::: Data excerpts

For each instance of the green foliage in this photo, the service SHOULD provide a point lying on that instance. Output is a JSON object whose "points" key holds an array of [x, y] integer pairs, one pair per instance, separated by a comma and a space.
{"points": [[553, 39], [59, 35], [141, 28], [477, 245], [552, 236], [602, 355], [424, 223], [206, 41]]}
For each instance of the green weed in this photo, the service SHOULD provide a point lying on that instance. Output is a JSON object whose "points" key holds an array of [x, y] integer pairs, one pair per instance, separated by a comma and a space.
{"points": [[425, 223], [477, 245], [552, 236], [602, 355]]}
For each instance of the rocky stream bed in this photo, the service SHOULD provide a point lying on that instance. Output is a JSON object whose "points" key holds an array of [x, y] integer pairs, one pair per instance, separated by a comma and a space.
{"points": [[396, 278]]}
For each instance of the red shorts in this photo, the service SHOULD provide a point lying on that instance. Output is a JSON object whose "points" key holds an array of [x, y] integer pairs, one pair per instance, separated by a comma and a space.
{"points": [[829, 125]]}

::::::

## About this task
All lines from the one with "For each instance of the red" through the end of the data must be repeated exactly, and nothing else may be repeated.

## Written answer
For each instance of the red shorts in this photo, the service SHOULD provide a point lying on that instance. Output is a JSON object whose "points" key holds an array of [x, y] integer pairs, one pair per instance, separated by a comma and a space.
{"points": [[829, 125]]}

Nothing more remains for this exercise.